■ **What the exercise asks**: Write out every line of the entries below word for word, leaving the pictures out.
# # #
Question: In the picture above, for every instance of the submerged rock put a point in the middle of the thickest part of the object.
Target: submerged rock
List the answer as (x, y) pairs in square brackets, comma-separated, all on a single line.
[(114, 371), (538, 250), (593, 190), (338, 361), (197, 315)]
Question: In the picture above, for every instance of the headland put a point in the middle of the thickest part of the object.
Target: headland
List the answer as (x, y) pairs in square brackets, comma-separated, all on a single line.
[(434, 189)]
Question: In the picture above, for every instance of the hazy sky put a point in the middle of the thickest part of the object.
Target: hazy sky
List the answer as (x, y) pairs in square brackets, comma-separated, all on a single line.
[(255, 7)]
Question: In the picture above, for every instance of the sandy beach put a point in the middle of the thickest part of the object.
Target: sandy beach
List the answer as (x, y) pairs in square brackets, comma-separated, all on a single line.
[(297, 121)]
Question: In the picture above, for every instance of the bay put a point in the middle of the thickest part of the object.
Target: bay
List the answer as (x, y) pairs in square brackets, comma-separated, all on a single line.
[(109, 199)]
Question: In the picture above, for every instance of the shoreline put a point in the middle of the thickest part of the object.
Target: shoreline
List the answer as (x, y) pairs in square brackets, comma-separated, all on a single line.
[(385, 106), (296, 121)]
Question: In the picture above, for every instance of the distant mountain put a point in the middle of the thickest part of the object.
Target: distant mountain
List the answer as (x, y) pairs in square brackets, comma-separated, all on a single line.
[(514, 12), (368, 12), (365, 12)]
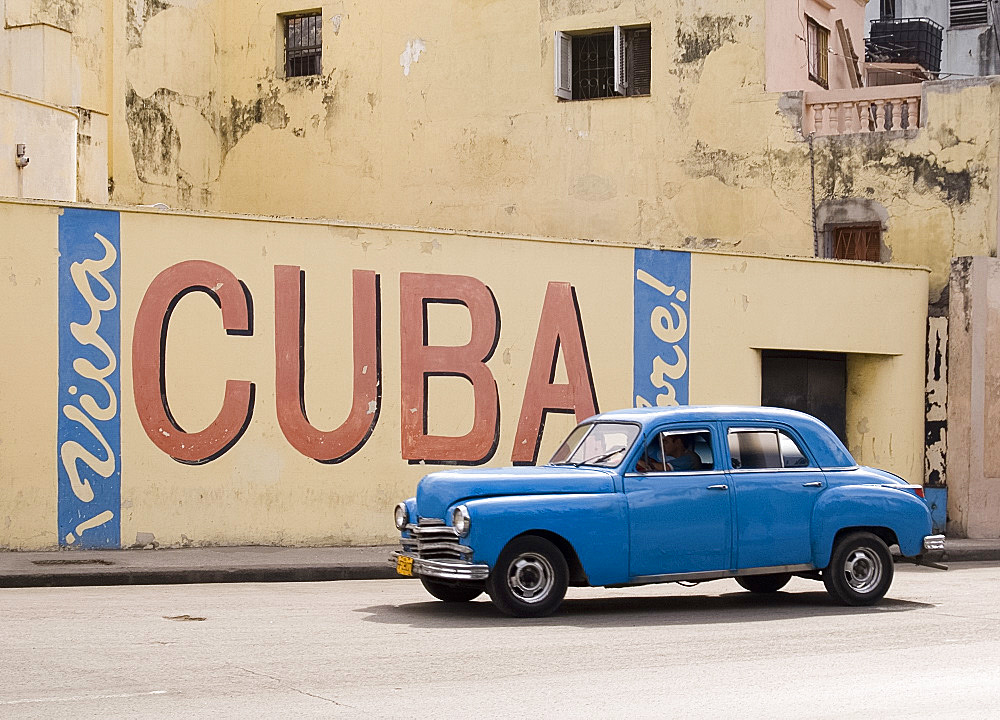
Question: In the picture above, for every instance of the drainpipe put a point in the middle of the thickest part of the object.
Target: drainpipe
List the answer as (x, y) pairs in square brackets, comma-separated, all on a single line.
[(812, 192), (21, 160)]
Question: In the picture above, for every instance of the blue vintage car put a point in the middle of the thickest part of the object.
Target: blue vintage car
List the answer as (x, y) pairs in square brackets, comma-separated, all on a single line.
[(652, 495)]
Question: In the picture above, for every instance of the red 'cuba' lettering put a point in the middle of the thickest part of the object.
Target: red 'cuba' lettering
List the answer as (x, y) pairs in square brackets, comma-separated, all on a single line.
[(420, 361), (149, 346)]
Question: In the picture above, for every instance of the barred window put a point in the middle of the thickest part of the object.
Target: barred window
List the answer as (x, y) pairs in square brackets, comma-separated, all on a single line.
[(817, 48), (603, 64), (303, 45), (856, 242), (968, 12)]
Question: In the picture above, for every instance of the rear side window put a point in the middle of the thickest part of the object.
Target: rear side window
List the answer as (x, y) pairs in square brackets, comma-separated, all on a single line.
[(763, 449)]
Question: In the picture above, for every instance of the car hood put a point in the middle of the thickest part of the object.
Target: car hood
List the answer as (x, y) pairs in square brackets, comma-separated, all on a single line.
[(437, 491)]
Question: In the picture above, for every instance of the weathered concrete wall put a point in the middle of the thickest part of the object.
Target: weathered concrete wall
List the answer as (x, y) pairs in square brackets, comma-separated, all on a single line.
[(236, 380), (974, 398), (49, 134), (444, 116)]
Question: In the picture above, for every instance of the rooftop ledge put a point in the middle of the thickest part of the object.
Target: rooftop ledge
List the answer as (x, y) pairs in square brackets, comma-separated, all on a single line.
[(862, 110)]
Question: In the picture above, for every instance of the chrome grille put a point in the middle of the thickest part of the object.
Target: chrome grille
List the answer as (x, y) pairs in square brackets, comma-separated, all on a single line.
[(431, 539)]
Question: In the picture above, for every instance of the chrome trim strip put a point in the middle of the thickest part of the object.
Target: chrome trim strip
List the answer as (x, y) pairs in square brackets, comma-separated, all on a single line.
[(444, 569), (934, 542), (715, 574)]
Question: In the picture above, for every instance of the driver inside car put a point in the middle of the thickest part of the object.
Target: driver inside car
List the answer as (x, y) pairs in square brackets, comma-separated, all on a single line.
[(676, 454)]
# # #
■ **Output below**:
Question: In the picture above, for every instance of the submerged rock put a point in the middle of the thickest part of the object.
Target: submerged rock
List the answer as (x, y) pairs in square brackets, comma-separated, all on a single line.
[(114, 371), (538, 250), (593, 190), (338, 361), (197, 315)]
Question: In the picture above, for every instance of the headland put a point in the middle of the thickest part of the object.
Target: headland
List the answer as (x, y) pairs in square brackets, comma-separated, all on a single line.
[(434, 189)]
Question: In the picture above, for every instance of the hazy sky put a point in the middle of the thickest part of the object.
Target: hazy sky
List the answer as (x, y) pairs in square brackets, comma-separated, all on a single line.
[(255, 7)]
Question: In the picture above, for every instance of the sandy beach put a point in the middle of the thickest part of the object.
Target: sandy beach
List the answer as (x, y) pairs in square brackets, comma-separated, all on a single line.
[(297, 121)]
Question: In the picture above, for every instance of the bay put a point in the middle of the thickest part of the object.
Target: bay
List the answer as (x, y) pairs in square brackets, comma-separated, all on a single line.
[(109, 199)]
Question: In the picture above, for every instance of the shoreline put a point in the middle of the thickest part of the object.
Target: shoreline
List the answer as (x, y) pairs in square brackets, comma-separated, all on a single line.
[(385, 106), (296, 121)]
Question: In the picture above, for every instance of the distant mountain put a point in the middle of the thickest part of the object.
Target: distant mountain
List the answer as (x, y) pairs in square brackets, comma-separated, all on a single line.
[(514, 12), (368, 12), (365, 12)]
Question: In the picture above, for every instance of the drainpipe put a point in the middle of the thickest part of the object.
Target: drainpipe
List the answer as (x, y) pairs in square brackets, comma-separated, all on a single line.
[(812, 192), (21, 160)]
Question: In the picture above, for every instance of the blue vintage car put a point in the middle of the thickest part of the object.
Target: blue vintage car
List the answer as (x, y) pairs in square brackets, comma-separated, all on a single line.
[(652, 495)]
Question: In the picture above, for every instance of the red 'cuba' lettering put a point in the middle of the thickest part of the object.
Target: red 'cuba' lettering
List the answer as (x, y) pairs in square brackets, comma-separated, all on a single line.
[(420, 361), (149, 346)]
Question: In the picture above, for every instance of the barred window put a point in the middle of the thickest part of the object.
Target: barred window
List the answer as (x, y) pairs in square brackets, comma-separated, all on a single line.
[(817, 48), (603, 64), (303, 45), (856, 242), (968, 12)]
Question: In the picture above, for every instance of the rear side window put a point in the middle of the thickest part of the object.
Target: rear side window
List the answer as (x, y) pairs in square brackets, comma-separated, all on a single line.
[(763, 449)]
Question: In the picture above, for every instance of the car hood put a point in the middle of the thickest part of the object.
Target: car hood
List the answer as (x, y) pairs in square brackets, comma-separated, all on a single line.
[(437, 491)]
Question: In the picture above, for every instance of the weathered concrete wall put a point in the middle of the thickest part of the object.
Target: weathered concrete wall
List the answer as (x, y) pairs in square brackets, comma-separated, all on a single line.
[(236, 380), (974, 398), (49, 134), (444, 116)]
Question: In the picture above, for every instance of the rooftop ledge put a point in the middle of the thickest part of the object.
Target: rooftop ledge
List the answer as (x, y) pairs in square brackets, comma-separated, all on a single line.
[(862, 110)]
Question: In the picture above, for every instance of the chrome grille put a point in the middle of the thickest part of the object.
Target: chrome grille
List the answer as (x, y) pairs in square brackets, comma-separated, all on a single line.
[(431, 539)]
Question: In the picture above, for every instance of the chrome trim strip put a point in the middle of the thickest part of the object.
Target: chrome trim strip
List the answer as (x, y) pairs in square brackets, comma-separated, all on a single line.
[(444, 569), (934, 542), (715, 574)]
Question: In the picture above, for every instance of the driver inside car put a point in the middle of the thickest part of the object.
Target: driver inside car
List the answer as (x, y) pairs in square brackets, comma-separated, all on a single line.
[(676, 454)]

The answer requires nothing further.